● The problem: Rewrite the rows below, from the line containing "Class, locate every instance of the strapless" up to and including the last line, with "single dot" replaced by "single point" and everything else unchanged. Leave out the pictures.
## begin
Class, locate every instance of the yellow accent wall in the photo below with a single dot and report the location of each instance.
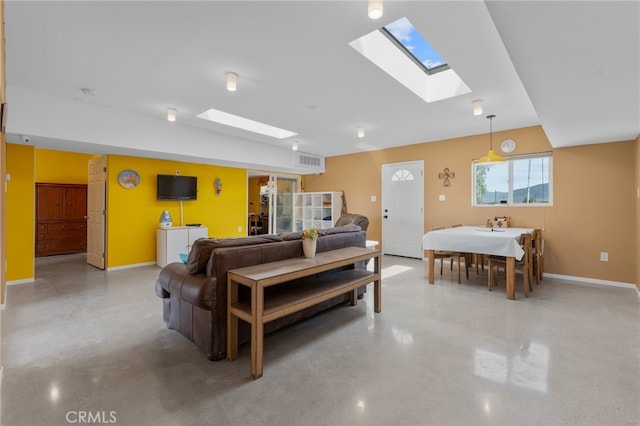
(595, 200)
(20, 212)
(133, 214)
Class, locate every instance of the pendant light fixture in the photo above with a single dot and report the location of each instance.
(491, 156)
(232, 81)
(375, 9)
(477, 107)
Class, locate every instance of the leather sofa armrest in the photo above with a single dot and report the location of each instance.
(198, 290)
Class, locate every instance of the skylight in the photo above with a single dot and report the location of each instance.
(415, 45)
(397, 50)
(238, 122)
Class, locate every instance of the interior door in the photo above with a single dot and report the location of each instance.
(403, 209)
(96, 212)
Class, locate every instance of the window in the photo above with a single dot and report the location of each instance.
(521, 180)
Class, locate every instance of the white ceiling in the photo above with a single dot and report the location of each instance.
(572, 67)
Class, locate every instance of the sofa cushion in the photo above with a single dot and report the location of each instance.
(202, 248)
(340, 229)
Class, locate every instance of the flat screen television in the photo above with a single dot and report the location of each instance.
(176, 187)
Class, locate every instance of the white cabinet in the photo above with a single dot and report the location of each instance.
(318, 210)
(170, 242)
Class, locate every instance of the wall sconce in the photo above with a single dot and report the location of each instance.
(477, 107)
(232, 81)
(375, 9)
(171, 114)
(217, 185)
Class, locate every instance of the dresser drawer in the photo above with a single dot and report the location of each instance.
(61, 226)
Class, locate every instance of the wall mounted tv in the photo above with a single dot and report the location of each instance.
(176, 187)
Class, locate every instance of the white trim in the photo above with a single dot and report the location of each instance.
(133, 265)
(590, 280)
(23, 281)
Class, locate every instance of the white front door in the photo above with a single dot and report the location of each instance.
(403, 209)
(96, 212)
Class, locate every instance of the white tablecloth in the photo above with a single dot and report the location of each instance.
(475, 239)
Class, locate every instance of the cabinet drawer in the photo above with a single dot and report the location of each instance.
(60, 226)
(61, 235)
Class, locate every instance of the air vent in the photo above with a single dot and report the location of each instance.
(309, 161)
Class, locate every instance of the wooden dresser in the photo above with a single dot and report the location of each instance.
(61, 219)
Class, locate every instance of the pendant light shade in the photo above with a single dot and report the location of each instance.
(375, 9)
(477, 107)
(491, 156)
(232, 81)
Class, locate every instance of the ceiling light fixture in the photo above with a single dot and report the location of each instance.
(491, 156)
(232, 81)
(375, 9)
(477, 107)
(171, 114)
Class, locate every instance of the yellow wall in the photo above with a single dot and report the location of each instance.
(593, 210)
(133, 214)
(20, 212)
(637, 212)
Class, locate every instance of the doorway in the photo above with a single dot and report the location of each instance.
(403, 209)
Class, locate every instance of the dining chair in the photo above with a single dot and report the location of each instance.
(537, 254)
(451, 255)
(525, 265)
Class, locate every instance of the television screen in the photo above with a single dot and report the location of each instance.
(176, 187)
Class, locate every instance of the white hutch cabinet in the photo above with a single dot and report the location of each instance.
(318, 210)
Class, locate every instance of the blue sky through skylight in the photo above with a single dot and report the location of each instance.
(407, 35)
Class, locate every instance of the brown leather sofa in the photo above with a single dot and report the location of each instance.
(194, 295)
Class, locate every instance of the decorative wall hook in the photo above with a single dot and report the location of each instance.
(446, 174)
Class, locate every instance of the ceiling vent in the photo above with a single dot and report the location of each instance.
(308, 161)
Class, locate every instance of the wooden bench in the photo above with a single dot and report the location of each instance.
(310, 291)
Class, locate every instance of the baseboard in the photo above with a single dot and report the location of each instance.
(133, 265)
(590, 280)
(579, 279)
(23, 281)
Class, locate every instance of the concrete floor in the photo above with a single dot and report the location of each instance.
(81, 345)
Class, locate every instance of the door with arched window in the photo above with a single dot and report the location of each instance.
(403, 209)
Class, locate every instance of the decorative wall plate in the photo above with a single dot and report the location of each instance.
(128, 179)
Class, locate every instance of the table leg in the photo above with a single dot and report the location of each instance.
(511, 278)
(257, 331)
(232, 322)
(377, 287)
(432, 265)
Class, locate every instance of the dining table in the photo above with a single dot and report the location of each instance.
(481, 240)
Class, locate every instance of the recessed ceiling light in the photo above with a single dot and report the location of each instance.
(238, 122)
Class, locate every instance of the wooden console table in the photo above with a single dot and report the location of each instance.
(311, 291)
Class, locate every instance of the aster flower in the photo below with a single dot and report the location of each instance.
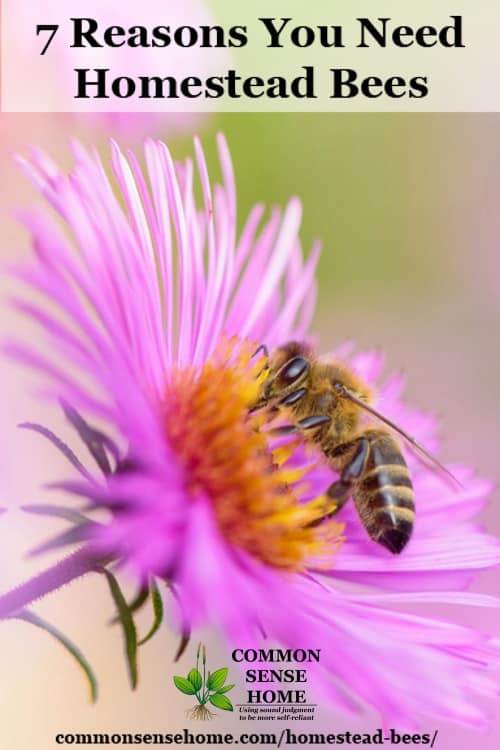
(156, 311)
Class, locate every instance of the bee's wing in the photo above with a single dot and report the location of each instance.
(432, 460)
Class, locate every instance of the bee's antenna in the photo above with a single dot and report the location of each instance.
(343, 391)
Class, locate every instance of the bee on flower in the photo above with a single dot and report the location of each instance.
(158, 307)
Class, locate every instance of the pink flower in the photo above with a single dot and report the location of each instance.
(156, 308)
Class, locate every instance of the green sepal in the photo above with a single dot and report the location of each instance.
(128, 626)
(185, 686)
(217, 679)
(157, 610)
(34, 619)
(221, 701)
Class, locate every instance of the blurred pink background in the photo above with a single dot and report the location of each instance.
(407, 205)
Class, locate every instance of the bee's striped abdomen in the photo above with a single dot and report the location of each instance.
(384, 493)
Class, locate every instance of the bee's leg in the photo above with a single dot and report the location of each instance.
(308, 423)
(341, 490)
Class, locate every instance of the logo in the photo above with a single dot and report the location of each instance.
(206, 687)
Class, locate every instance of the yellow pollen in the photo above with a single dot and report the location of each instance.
(227, 458)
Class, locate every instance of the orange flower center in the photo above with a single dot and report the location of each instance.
(227, 457)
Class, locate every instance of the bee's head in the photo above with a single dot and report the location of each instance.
(289, 367)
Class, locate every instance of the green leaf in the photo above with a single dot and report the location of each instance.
(158, 613)
(217, 679)
(221, 701)
(137, 602)
(184, 685)
(68, 645)
(195, 679)
(128, 626)
(225, 689)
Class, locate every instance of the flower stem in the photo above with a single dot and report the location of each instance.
(76, 565)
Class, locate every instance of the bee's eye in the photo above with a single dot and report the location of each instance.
(292, 371)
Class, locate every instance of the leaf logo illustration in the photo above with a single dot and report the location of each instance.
(207, 687)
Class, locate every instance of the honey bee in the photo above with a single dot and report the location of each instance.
(326, 400)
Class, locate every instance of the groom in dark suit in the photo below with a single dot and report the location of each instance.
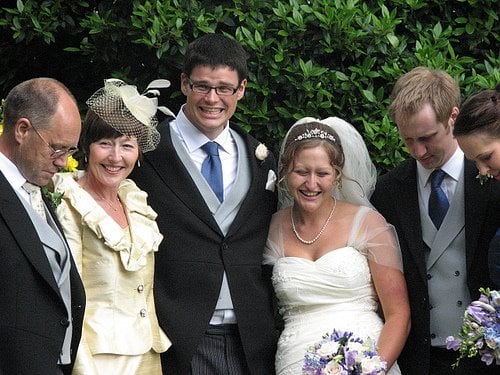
(42, 295)
(213, 297)
(444, 256)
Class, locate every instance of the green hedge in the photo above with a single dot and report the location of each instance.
(306, 57)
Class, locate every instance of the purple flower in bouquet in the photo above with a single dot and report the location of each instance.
(480, 331)
(341, 353)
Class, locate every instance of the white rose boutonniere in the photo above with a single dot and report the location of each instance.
(261, 152)
(483, 177)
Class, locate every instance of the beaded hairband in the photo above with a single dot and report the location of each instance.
(315, 133)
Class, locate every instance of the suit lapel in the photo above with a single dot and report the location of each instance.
(406, 195)
(24, 232)
(258, 172)
(165, 161)
(476, 200)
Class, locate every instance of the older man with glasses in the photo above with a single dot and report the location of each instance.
(42, 294)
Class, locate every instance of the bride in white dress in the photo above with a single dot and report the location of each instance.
(337, 263)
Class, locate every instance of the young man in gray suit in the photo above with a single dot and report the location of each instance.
(213, 297)
(42, 295)
(444, 223)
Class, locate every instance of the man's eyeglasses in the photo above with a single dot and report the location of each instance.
(59, 152)
(201, 88)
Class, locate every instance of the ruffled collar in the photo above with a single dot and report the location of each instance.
(144, 234)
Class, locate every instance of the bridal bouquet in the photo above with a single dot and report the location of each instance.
(341, 353)
(480, 331)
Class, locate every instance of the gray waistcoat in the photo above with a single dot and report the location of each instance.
(446, 269)
(225, 212)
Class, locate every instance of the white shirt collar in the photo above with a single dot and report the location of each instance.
(11, 173)
(452, 167)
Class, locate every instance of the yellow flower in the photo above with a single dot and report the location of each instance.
(71, 164)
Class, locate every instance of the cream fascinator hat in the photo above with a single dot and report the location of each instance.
(128, 112)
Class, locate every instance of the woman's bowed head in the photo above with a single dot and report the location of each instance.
(477, 130)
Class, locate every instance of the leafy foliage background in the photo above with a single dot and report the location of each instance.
(315, 58)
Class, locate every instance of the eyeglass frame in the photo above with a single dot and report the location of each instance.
(55, 154)
(192, 86)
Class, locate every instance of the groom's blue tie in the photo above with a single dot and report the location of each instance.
(211, 169)
(438, 203)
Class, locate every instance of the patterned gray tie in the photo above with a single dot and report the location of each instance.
(35, 199)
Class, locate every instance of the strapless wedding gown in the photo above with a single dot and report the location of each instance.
(315, 297)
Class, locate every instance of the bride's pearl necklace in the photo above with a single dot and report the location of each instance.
(309, 242)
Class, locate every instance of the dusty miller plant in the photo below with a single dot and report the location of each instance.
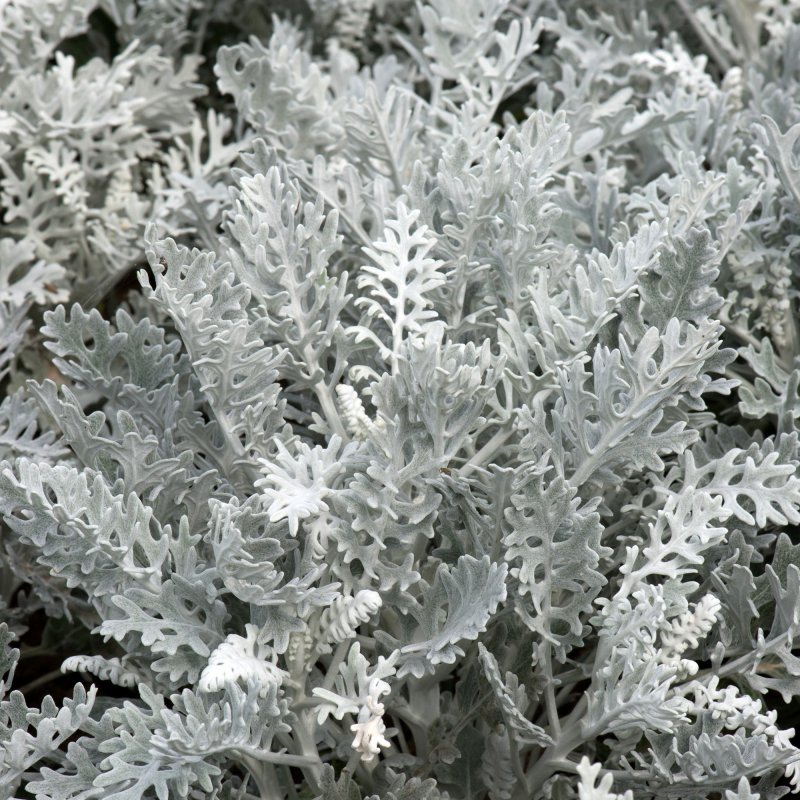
(449, 446)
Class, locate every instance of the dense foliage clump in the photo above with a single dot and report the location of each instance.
(399, 400)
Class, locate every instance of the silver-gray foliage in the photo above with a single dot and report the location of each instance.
(449, 444)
## end
● Full solution:
Class, locate every instance of the strapless wedding gown in the photo above with a single point and report the location of each instance.
(315, 297)
Class, locate every instance of the bride's pearl necklace in the photo above with a single point and report the location of each instance.
(309, 242)
Class, locate every instance of the dusty miller plant in the photo below with a single point and report the location of each instance.
(449, 446)
Class, locate every instance of the dense foliage clump in the photo above with a single point and report the location of each instance.
(399, 400)
Class, locate every instance of the silver-gray foliage in the photo above with a single point and report the location of each instance.
(449, 444)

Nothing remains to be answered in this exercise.